Only there’s a problem: the studies cited in the article are far less conclusive than the paper suggests. The WSJ cites two human studies that conclude there is a link, describing their experiments in detail. But it buries the mention of two studies that failed to find a link among comments doubting their validity, and, at the same time, avoids spending any time describing the studies’ methodologies. The result is a skewed picture of a controversial topic that guides the public towards the belief that most of the evidence points toward a causal relationship, namely, that phthalates are a threat to male reproductive health.

The first study cited (by Swan et. al. and published in the Environmental Health Perspectives) found that “baby boys whose mothers had the greatest phthalate exposures while pregnant were much more likely than other baby boys to have certain demasculinized traits,” according to the WSJ. But STATS examined this study carefully and found some methodological problems, as well as a clear misinterpretation of the results by the press. The baby boys were not “demasculinized” in any way: the boys had a smaller anogenital index, which is a measure of the distance from the anus to the scrotum, adjusted for weight. In rats, under high doses of phthalates, this anatomical change also occurs, as does damage to the reproductive systems of the rats. In humans, no damage to the reproductive system was measured at all. And the shortened anogenital distance was well within normal ranges for baby boys.

## [Data]
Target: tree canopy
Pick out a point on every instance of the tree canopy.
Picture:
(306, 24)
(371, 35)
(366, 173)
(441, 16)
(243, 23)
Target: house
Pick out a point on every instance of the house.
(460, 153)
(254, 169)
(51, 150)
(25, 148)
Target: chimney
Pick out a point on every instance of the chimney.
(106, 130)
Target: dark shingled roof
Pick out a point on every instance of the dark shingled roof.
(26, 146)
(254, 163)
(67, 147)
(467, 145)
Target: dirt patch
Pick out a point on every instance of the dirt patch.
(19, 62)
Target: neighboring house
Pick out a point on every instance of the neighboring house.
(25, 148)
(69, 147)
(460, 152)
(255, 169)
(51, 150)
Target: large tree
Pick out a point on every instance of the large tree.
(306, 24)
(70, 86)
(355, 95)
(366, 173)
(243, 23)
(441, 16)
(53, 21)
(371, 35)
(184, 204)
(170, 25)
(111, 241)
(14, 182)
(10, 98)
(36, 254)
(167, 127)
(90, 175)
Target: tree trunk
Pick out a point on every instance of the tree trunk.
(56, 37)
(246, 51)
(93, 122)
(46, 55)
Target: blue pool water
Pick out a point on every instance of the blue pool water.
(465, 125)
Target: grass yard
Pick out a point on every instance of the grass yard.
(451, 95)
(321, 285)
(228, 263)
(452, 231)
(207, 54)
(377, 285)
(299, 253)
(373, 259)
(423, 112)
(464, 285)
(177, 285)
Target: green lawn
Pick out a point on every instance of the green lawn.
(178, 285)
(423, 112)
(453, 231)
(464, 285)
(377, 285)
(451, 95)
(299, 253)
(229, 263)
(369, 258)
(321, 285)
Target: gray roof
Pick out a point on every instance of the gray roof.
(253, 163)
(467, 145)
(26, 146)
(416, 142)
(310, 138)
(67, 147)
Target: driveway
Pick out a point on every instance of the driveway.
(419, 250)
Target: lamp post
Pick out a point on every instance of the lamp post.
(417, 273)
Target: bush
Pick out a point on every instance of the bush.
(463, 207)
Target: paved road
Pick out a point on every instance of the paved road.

## [What needs to be done]
Please return the passage on the phthalate studies exactly, starting with "Only there’s a" and going on through "male reproductive health.".

## [Solution below]
Only there’s a problem: the studies cited in the article are far less conclusive than the paper suggests. The WSJ cites two human studies that conclude there is a link, describing their experiments in detail. But it buries the mention of two studies that failed to find a link among comments doubting their validity, and, at the same time, avoids spending any time describing the studies’ methodologies. The result is a skewed picture of a controversial topic that guides the public towards the belief that most of the evidence points toward a causal relationship, namely, that phthalates are a threat to male reproductive health.